Report each of the lines below that contains the word "plastic", copying every one in full.

[Some records]
____

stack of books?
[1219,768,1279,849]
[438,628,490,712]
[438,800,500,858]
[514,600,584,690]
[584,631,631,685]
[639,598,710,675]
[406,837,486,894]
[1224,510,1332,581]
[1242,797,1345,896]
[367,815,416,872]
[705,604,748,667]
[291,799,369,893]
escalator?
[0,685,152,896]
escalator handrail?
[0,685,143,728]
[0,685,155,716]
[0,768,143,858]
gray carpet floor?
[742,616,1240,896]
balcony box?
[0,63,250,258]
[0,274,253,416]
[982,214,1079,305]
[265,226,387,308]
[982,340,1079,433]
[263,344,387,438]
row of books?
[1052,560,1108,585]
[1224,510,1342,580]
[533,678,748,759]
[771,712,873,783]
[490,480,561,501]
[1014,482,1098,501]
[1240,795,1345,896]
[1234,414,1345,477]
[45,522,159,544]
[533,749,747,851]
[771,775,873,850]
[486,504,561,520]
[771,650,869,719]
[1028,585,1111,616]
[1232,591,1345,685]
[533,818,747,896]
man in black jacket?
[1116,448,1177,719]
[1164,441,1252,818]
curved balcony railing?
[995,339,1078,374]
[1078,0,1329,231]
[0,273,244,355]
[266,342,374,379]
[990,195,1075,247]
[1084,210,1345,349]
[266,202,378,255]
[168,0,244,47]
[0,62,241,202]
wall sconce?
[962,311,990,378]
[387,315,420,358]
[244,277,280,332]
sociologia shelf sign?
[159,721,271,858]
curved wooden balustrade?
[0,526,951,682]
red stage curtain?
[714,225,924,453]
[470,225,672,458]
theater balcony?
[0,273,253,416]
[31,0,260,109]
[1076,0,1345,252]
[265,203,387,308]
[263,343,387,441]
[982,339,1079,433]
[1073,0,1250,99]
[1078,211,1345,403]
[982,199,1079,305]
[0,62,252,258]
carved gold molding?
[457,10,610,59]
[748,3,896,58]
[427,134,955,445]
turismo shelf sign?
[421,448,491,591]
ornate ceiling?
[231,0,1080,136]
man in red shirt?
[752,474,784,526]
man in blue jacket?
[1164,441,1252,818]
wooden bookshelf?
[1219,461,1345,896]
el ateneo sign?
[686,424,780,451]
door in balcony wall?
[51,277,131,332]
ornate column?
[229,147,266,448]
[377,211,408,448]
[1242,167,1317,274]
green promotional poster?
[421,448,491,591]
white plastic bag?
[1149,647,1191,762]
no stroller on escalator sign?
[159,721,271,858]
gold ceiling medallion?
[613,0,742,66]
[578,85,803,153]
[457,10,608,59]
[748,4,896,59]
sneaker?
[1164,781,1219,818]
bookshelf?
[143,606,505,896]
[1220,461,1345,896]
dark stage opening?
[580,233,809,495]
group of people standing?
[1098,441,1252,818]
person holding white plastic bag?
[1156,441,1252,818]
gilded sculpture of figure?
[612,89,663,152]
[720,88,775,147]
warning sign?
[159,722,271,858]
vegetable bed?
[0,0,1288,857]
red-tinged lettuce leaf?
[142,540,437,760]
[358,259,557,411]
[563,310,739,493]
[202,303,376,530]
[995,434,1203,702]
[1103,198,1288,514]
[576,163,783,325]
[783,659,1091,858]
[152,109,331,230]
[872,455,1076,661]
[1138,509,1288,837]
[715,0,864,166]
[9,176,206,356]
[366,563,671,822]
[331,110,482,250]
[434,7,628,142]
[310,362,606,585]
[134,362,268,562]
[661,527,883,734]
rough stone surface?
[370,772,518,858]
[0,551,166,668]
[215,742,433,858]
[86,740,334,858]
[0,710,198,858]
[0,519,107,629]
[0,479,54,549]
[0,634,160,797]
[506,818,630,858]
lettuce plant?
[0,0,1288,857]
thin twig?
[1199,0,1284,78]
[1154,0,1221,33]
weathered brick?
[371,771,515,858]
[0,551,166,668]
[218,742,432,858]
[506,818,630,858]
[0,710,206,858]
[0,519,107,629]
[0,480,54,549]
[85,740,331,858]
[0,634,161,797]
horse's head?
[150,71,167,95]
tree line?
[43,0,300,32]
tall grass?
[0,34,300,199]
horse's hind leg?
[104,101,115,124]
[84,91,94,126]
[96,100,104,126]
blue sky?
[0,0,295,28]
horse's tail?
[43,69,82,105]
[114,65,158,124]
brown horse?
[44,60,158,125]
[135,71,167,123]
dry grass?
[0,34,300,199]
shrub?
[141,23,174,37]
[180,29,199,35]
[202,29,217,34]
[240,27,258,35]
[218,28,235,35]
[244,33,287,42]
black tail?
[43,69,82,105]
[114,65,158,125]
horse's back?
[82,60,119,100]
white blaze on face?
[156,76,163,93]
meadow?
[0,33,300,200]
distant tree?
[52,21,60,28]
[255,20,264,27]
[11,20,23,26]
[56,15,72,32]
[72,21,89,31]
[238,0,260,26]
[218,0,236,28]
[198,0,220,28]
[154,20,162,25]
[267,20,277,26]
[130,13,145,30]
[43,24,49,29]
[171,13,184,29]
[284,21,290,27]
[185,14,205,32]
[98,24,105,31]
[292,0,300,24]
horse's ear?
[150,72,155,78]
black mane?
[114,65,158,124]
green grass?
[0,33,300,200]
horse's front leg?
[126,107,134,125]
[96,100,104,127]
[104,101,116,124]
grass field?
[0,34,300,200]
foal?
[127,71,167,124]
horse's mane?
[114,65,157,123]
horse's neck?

____

- Written reply:
white plastic bag?
person holding white plastic bag?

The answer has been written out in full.